### READING PASSAGE ###

When the Covid pandemic took hold, dire predictions were advanced that there would be multi-billion pound losses in income to the voluntary sector and the widespread closure of organisations. To what extent have these forebodings been borne out? A considerable body of data from the Charity Commission enables us to make statements with some confidence about the financial position of charitable organisations on the eve of Covid, the impact of pandemic and lockdown conditions on their finances, and the extent to which (as with Covid itself) there has been “excess mortality” – that is, an enhanced level of organisational closure.
Firstly, to what extent were charities able to draw on their reserves to sustain their activities during Covid? There are always tradeoffs for charities here. They can be criticised, as in the case of the inquiry into collapse of Kid’s Company, for failing to prioritise the accumulation of reserves. Equally, they face disapproval if they are perceived as holding large reserves, at the expense of expenditure on their charitable objects. Regulatory guidance isn’t prescriptive; charities are advised to make assessments of external circumstances which could affect their ability to generate funds. It’s likely that few if any organisations thought it prudent to hold reserves against an event of the scale and character of Covid. We analysed financial returns for some 12 000 charities with incomes greater than £500 000 for the last financial year ending before the onset of Covid. Above this size threshold, annual returns include data on “unrestricted reserves” (that is, funds immediately available for spending) It turns out that a sizeable minority of charities had under three months’ expenditure in that category; two-fifths had the equivalent of no more than three months’ expenditure in reserve, and one-tenth had under a month. Our analysis showed that the organisations most heavily reliant on “charitable activities” (that is, sales of their services, including through public service contracts) for their income seemed to have, on average, lower levels of reserves. If such organisations are expected to shoulder increasing responsibility for front line service provision, that vulnerability is important – how do they build up reserves on tight margins?
So what then happened to charity finances? Here, we can compare the Covid period with the experience of charities in earlier periods of economic turbulence like the global financial crash of 2008. Headlines understandably emphasised the enormous reductions in fundraising activity, especially for some very large organisations that rely on outdoor events and on trading through charity shops, cafes and so on. Such face-to-face interactions practically ceased during the various lockdowns. But the large charities featured in the news are not typical so we use large-scale data (90 000 financial reports for charity financial years that ended after the first lockdown in March 2020) to look at income and expenditure. Ranking these from top to bottom on real-term change in resources, the median charity (the one at the midpoint of the distribution) experienced a drop in income of 13%. Charities at the 25th percentile experienced a drop in income of 40% from the year prior to Covid. In other words, a quarter of charities lost at least two-fifths of their income. This is unprecedented. We can calculate the same figures for a TSRC dataset containing c. 3 Mn returns on the finances of registered charities since the mid-1990s. The Covid period has been massively worse than anything experienced in the previous 20 years, even the Great Recession of 2008-9.

### PROVIDED INFORMATION ###

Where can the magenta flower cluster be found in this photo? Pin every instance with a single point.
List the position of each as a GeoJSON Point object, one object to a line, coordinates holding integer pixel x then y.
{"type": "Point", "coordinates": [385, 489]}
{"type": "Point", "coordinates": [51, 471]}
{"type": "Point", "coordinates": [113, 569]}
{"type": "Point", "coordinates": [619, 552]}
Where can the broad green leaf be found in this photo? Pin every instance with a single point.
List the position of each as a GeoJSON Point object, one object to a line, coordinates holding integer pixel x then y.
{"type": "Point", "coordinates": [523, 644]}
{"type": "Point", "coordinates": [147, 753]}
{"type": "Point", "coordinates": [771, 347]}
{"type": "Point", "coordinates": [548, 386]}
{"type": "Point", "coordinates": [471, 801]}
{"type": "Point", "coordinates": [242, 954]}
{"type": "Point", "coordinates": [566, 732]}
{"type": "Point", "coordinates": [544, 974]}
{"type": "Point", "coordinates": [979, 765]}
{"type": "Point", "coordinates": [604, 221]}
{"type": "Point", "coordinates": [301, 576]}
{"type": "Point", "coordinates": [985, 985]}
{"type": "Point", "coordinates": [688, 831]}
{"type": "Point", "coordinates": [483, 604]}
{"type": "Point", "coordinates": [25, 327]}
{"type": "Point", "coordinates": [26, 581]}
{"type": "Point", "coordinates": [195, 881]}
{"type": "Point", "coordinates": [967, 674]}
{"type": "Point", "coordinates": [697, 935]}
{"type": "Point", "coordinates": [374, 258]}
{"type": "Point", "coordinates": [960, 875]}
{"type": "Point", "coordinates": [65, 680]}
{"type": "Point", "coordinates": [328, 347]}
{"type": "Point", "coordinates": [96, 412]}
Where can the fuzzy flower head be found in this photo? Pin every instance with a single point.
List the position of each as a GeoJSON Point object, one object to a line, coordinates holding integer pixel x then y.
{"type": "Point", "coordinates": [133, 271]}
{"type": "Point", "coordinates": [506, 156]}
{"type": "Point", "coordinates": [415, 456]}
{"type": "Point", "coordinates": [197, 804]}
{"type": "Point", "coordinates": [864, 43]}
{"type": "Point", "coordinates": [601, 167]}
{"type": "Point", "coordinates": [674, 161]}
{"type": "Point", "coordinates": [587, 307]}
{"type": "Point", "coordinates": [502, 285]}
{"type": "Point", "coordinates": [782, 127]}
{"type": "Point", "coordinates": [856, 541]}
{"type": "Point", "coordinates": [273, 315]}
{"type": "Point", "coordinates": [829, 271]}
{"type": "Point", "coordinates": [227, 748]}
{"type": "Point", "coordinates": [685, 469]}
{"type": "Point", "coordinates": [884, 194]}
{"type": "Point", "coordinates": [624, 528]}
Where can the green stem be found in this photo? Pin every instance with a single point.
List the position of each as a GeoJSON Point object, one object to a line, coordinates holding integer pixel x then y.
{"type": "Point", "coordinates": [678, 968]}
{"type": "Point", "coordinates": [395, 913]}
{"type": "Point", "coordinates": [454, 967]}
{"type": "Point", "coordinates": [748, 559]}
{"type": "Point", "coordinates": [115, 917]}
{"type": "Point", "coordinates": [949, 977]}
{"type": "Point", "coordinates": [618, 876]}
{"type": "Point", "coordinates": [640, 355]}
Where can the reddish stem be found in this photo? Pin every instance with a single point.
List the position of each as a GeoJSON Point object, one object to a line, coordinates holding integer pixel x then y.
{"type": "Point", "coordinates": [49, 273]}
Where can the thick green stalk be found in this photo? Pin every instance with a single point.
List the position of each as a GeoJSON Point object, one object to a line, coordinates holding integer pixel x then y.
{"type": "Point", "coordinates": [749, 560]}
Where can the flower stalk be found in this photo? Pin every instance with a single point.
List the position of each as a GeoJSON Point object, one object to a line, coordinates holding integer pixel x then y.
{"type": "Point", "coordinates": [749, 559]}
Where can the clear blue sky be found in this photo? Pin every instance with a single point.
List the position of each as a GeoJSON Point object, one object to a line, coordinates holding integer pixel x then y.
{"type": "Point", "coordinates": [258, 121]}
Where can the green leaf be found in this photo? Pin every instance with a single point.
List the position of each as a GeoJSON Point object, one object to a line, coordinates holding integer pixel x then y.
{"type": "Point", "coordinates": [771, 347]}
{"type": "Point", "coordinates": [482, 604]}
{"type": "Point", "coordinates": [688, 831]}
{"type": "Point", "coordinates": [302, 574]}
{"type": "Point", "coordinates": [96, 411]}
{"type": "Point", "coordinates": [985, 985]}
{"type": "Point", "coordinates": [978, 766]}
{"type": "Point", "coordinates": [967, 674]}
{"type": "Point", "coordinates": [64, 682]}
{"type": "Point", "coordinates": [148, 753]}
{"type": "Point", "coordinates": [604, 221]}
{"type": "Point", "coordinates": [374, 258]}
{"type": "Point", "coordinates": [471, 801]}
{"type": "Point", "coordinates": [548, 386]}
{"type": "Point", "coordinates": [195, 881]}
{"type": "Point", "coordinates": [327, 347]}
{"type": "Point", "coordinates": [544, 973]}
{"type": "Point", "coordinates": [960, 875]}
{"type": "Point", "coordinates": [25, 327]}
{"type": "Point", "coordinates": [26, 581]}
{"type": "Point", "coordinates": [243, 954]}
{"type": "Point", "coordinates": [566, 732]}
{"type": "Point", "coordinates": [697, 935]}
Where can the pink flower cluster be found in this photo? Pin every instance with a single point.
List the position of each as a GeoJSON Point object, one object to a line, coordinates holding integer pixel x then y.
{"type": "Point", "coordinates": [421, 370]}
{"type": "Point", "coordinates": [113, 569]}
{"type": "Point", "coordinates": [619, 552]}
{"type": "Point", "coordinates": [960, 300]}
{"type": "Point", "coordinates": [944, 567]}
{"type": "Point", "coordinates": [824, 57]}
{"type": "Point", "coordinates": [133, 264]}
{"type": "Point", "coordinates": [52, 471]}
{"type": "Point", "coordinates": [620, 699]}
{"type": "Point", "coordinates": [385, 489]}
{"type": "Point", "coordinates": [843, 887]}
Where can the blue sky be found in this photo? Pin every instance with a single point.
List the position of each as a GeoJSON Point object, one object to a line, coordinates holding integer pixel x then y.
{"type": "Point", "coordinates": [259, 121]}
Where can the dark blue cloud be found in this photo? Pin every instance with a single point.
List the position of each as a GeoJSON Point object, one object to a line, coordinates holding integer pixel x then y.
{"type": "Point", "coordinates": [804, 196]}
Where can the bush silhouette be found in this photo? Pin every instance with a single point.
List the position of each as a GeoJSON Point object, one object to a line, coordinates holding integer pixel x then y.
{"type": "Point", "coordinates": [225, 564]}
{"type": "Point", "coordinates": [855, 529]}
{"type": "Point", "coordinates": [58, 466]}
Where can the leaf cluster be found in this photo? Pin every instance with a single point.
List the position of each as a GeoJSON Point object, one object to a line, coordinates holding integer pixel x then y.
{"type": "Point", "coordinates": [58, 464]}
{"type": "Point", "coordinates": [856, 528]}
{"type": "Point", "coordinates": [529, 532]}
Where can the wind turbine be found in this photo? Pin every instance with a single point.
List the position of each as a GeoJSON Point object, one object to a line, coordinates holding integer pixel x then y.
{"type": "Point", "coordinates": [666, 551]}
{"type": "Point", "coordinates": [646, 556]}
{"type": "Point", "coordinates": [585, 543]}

###

■ **LIST OF TASKS**
1/ Answer these questions about the text on charity finances during Covid.
(a) How many charities had their financial returns analyzed for reserves, and above what income level?
(b) What share of those charities had under one month's expenditure in unrestricted reserves?
(c) By what percentage did the median charity's income drop?
2/ Rewrite part of the text on charity finances during Covid, replacing "forebodings" with "warnings". Begin at the words "When the Covid" and stop after "of organisational closure.".

■ **ANSWERS FOR EACH ITEM**
1/
(a) Some 12 000 charities, with incomes greater than £500 000.
(b) One-tenth.
(c) 13%.

2/
When the Covid pandemic took hold, dire predictions were advanced that there would be multi-billion pound losses in income to the voluntary sector and the widespread closure of organisations. To what extent have these warnings been borne out? A considerable body of data from the Charity Commission enables us to make statements with some confidence about the financial position of charitable organisations on the eve of Covid, the impact of pandemic and lockdown conditions on their finances, and the extent to which (as with Covid itself) there has been “excess mortality” – that is, an enhanced level of organisational closure.